** START Document section **

• Tue
  • Nov 25, 2014
  • Updated: 3:13am

Netizens could be forced to reveal names

PUBLISHED : Saturday, 02 May, 2009, 12:00am
UPDATED : Saturday, 02 May, 2009, 12:00am
 

Internet users in Hangzhou city will have to watch what they say online after the city government enacted a law requiring people to reveal their real identities when using chat rooms.

The regulation, passed by the provincial people's congress and put into effect yesterday, marks a new focus on controlling the people who use internet forums, if simply to post a comment about a blog.

The authorities are growing concerned over what they view as a spread of 'evil remarks' and personal attacks.

Internet providers, however, said the regulation was unclear and threatened their business, while netizens complained about the encroachment on their freedoms.

Under the law, internet users must use their real identification details when they sign up with forums, bulletin board services and blogs. Internet service providers are required to keep and check such records.

Online games are also included under the new regime.

People can be banned from the internet if they spread 'rumours' that disrupt social stability, disclose people's private information, make 'evil remarks' or stage personal attacks against others.

Internet companies that fail to comply face a fine of up to 15,000 yuan (HK$17,000) or could be ordered to close for up to six months. Individuals face fines ranging from 500 to 5,000 yuan.

** END Document section **
** START Data listing **

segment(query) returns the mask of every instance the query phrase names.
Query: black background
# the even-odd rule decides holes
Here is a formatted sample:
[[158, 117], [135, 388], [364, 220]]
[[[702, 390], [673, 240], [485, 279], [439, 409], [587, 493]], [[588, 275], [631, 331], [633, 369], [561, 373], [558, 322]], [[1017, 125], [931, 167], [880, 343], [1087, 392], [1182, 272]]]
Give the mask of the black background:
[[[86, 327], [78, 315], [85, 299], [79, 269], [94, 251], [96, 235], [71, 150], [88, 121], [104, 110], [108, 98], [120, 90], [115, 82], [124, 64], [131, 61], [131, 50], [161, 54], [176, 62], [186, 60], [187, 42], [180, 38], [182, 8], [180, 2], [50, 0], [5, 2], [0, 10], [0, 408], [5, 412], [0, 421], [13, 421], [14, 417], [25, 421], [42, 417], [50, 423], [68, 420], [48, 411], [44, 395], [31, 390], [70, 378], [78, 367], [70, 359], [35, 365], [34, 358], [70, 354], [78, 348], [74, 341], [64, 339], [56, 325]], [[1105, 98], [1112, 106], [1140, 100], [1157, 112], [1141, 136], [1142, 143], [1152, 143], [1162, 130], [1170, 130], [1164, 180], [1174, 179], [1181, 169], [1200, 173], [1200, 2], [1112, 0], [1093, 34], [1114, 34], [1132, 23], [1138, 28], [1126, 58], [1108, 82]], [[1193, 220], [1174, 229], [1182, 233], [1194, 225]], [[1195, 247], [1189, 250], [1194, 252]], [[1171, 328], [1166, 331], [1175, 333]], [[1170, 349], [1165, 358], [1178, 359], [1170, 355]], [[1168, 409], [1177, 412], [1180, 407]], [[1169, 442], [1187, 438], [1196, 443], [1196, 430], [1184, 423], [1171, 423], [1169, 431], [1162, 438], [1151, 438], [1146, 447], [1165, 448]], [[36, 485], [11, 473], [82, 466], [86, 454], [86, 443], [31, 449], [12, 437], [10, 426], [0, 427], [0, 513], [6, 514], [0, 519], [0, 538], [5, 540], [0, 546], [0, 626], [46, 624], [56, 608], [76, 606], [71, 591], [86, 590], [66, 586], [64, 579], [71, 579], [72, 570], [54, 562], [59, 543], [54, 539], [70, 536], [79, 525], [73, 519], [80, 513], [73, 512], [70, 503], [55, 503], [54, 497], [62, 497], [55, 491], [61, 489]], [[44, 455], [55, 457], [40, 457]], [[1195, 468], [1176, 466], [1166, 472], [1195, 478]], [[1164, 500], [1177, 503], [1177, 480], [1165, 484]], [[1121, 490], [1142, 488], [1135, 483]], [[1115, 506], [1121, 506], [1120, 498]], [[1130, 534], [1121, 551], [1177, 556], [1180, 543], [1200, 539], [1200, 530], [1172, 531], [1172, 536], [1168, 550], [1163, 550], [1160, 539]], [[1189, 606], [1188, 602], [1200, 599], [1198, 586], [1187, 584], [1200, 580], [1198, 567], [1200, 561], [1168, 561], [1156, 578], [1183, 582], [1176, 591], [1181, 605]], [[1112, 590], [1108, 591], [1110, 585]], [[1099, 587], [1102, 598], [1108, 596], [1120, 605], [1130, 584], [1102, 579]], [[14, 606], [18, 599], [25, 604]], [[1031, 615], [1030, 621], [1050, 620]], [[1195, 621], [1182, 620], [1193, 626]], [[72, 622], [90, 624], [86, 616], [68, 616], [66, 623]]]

** END Data listing **

- [Task brief]
From the article on Hangzhou's real-name internet regulation, list every action for which people can be banned from the internet. Work only from the article on Hangzhou's real-name internet regulation and ignore the data.

- [Result for this task]
- Spreading "rumours" that disrupt social stability
- Disclosing people's private information
- Making "evil remarks"
- Staging personal attacks against others